> Stated exercise:
Rewrite the lines of the records below as a single numbered list, omitting any blank lines and leaving out the pictures.

> Given entries:
# # # # #
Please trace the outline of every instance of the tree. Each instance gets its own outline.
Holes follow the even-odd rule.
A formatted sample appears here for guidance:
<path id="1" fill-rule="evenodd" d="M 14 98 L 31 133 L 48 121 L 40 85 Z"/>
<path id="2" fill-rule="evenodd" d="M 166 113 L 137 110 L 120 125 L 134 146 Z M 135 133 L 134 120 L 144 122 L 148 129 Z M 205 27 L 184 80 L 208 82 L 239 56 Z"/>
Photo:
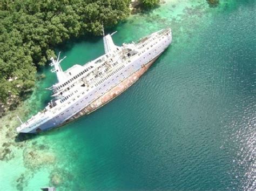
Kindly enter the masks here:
# # # # #
> Exercise result:
1. Please trace the outline of every instance of the tree. Each instance gets its own outline.
2. Holes follow the even-odd rule.
3. A formatted sample appears here for guidance:
4. <path id="1" fill-rule="evenodd" d="M 14 98 L 31 133 L 48 121 L 40 85 Z"/>
5. <path id="2" fill-rule="evenodd" d="M 166 113 L 137 110 L 120 125 L 134 146 Z M 135 133 L 134 120 L 144 122 L 148 129 Z M 205 27 L 184 80 L 208 82 L 239 56 Z"/>
6. Photo:
7. Kindly enter the masks here:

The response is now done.